Set task: Each record must be reproduced exactly as it is shown.

Provided records:
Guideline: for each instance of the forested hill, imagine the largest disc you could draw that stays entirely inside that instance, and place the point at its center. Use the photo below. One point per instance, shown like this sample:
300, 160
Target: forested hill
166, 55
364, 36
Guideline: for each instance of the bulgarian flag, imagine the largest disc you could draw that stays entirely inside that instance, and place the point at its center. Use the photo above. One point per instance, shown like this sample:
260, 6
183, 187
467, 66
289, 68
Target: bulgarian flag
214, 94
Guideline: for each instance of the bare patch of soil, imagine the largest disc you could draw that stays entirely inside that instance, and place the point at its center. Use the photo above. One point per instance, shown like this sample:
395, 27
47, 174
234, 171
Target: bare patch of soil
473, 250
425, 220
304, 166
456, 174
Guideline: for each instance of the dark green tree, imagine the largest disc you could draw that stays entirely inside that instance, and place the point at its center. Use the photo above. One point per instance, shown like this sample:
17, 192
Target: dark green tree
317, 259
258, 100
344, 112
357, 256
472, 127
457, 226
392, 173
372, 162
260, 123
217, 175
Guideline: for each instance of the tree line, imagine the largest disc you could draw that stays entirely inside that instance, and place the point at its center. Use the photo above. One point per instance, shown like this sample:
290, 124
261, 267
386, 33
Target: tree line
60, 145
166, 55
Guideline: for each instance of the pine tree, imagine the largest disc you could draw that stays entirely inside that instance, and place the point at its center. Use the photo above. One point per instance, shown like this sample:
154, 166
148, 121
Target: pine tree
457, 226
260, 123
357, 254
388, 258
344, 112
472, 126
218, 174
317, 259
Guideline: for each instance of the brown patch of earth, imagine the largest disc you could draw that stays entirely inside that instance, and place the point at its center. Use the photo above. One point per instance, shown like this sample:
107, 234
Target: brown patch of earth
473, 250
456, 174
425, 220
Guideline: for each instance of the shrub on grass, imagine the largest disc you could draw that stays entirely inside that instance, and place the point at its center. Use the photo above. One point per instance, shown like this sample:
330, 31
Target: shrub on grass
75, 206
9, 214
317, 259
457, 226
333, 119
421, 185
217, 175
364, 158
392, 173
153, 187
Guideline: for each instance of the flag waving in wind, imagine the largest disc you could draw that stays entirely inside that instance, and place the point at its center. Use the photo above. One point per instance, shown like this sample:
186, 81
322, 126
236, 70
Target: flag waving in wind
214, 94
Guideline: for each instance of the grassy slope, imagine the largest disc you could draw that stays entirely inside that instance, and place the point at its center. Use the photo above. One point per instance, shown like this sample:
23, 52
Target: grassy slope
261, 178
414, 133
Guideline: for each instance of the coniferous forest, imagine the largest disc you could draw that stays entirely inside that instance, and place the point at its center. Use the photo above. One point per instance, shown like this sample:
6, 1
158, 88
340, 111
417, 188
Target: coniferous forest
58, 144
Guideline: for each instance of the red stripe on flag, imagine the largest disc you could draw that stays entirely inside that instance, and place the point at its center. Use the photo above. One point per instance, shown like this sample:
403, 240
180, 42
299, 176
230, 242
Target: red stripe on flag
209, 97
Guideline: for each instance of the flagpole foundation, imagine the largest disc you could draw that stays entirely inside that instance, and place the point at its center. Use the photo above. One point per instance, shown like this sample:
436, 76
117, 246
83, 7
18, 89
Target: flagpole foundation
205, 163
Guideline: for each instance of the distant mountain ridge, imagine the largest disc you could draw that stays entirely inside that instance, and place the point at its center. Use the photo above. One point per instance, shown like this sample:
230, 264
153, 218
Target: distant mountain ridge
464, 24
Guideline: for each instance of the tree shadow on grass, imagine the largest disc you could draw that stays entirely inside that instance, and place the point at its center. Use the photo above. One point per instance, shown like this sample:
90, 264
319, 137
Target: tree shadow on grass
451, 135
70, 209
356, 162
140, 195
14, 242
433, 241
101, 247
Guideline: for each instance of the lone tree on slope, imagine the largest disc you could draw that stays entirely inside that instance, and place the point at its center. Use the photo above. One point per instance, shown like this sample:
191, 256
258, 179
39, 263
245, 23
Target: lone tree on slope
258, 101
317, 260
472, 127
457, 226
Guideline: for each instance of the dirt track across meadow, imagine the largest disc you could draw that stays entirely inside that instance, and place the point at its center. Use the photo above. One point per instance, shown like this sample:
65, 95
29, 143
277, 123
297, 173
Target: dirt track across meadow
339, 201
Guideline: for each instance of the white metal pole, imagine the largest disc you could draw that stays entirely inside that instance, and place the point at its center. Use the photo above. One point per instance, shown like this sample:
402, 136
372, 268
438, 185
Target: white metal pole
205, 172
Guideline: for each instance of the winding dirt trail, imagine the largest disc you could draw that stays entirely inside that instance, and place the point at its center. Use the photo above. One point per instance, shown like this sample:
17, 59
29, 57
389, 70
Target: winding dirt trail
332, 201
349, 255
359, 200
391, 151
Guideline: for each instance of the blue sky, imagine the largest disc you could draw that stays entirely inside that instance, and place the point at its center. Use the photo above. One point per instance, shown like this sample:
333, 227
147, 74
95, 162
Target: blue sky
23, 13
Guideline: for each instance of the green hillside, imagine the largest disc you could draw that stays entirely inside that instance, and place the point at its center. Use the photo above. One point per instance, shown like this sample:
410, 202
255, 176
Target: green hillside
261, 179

Task response:
Guideline: for each instance of the forested hill, imagine the largest disc you could draw that stays entirely inside that instance, and place the point at its center. Use the photo below. One point per instance, shown like this sample:
300, 160
Target: forested hill
166, 55
364, 36
Guideline: for each instance of the bulgarian flag, imagine the largest disc you could draw that stays entirely inside that instance, and place the point at its center. Use the photo above. One point per instance, shown like this sample:
260, 6
183, 187
467, 66
289, 68
Target: bulgarian flag
214, 94
Guideline: for each instance of the bare patch of soil, imagine the largest disc you could draw that stays entirely inside that instance, and place the point at its center. Use the photo above. One point per instance, shown like this sample:
395, 27
47, 174
234, 171
Target: bare patch of soil
473, 250
425, 220
304, 166
456, 174
Guideline: for each instance of the dark green tree, imagine the largest disc you could draw that stays entirely inside that instance, and place the point at its center. Use the photo above. One point per instance, shown like this sample:
17, 192
Target: dark green tree
317, 259
258, 100
344, 112
357, 256
472, 127
457, 226
392, 173
372, 162
260, 123
217, 175
Guideline: for each instance of the tree line, imagine the largest disc you could draw that stays entirely inside that instance, and place the point at its center. Use the photo above. One point per instance, shown like this sample:
290, 124
261, 267
386, 33
Target: tree line
60, 145
166, 55
Guideline: for each instance of the pine tree, imagine the largest disc you could draw that stays entirely inside that instance, and place the point at its center. Use the photo above. One point per instance, shown like this sample:
154, 166
148, 121
Target: pine tree
457, 226
260, 123
357, 254
388, 258
344, 112
472, 126
218, 174
317, 259
Guideline: for each instance of the brown patch of earth, imagine the largest disc you could draw that stays entirely inside that instance, and place the point at its center. Use the photo above. One point per instance, shown like this sample:
107, 234
Target: brown patch of earth
473, 250
456, 174
425, 220
Guideline: for each instance of the shrub on grass, imagine the largest disc you could draw that stays entirely inside that instance, and place the point at its center. Use the photo above. One point per instance, shown like this sample:
330, 31
Target: shrub on grass
75, 206
9, 214
317, 259
457, 226
333, 119
421, 185
217, 175
364, 158
392, 173
153, 187
Guideline: for each instance of the flag waving in wind, imagine the largest disc you could draw that stays entirely inside that instance, and place the point at its center. Use the photo above. One point per instance, shown like this sample:
186, 81
322, 126
236, 70
Target: flag waving in wind
214, 94
Guideline: for each instance of the grassy slope, imagine the largest disc you could draw that stays entirely inside that instance, and place the point at its center. Use the photo above. One point per instance, shown like this sample:
23, 52
Target: grassy slope
261, 178
414, 133
Guideline: for each instance of the coniferous forest, imagine the largest disc you could draw that stays entirely inside that instance, and place the point at its center. Use the photo above. One point per instance, shown like this sample:
6, 1
158, 88
340, 111
417, 188
Target: coniferous forest
58, 144
Guideline: for each instance of the red stripe on flag, imagine the largest disc you could draw that stays entirely inside that instance, and place the point at its center. Use the photo above. One point per instance, shown like this sample:
403, 240
180, 42
299, 176
230, 242
Target: red stripe on flag
209, 97
Guideline: for each instance of the flagpole foundation, imagine the largest disc you could draw that stays entirely inside that instance, and place the point at its center. Use the photo above. One point per instance, shown like this sample:
436, 76
117, 246
83, 7
18, 89
Target: flagpole foundation
205, 163
Guideline: for each instance of the distant mountain ridge, imagine the largest disc you could draw that stays entirely inside that instance, and place the point at its center. Use the photo above. One point per instance, shown like this sample:
230, 264
153, 218
Target: distant mountain ridge
464, 24
Guideline: for each instance of the tree shadow on grass, imagine the largest disc you could draw that stays entirely inside that instance, and place the point at its center. Use the photo above. One point per instance, shown like this sample:
90, 264
319, 137
Target: tree shadow on grass
451, 135
70, 209
356, 162
140, 195
14, 242
433, 241
101, 247
Guideline: for each instance of the lone tree on slope, imagine the largest disc you could draw that stays entirely inside that instance, and place the point at its center. Use the photo above. One point per instance, shown like this sample:
191, 256
258, 179
39, 263
245, 23
Target: lone tree on slope
258, 101
317, 260
472, 127
457, 226
Guideline: for each instance of the dirt track across meadow, imagine the largest disc you could draw that stays entirely inside that instance, and place the point at its center. Use the photo above. One point per instance, shown like this sample:
65, 95
29, 143
277, 123
297, 173
Target: dirt track across meadow
339, 201
Guideline: for each instance of the white metal pole, imagine the largest disc you could draw that stays entirely inside that instance, and place the point at its center. Use the photo above. One point per instance, shown like this sample:
402, 136
372, 268
438, 185
Target: white metal pole
205, 172
Guideline: for each instance of the winding dirt trail, imagine the largest disc you could draw that stays entirely inside that instance, and place the point at its center. Use the photo above. One point per instance, shown like this sample:
17, 59
29, 57
389, 70
Target: winding dirt trail
332, 201
349, 255
359, 200
391, 151
Guideline: for each instance of the blue sky, imagine the largest disc you could draw that stays entirely inside that instance, and place the point at its center. Use the photo above. One point per instance, shown like this sample:
333, 227
147, 74
95, 162
Target: blue sky
23, 13
Guideline: for each instance of the green hillside, imagine the largest disc you could draw that stays entirely inside that instance, and place the point at its center. Use the photo above. One point per instance, shown like this sample:
410, 202
255, 176
Target: green hillside
261, 179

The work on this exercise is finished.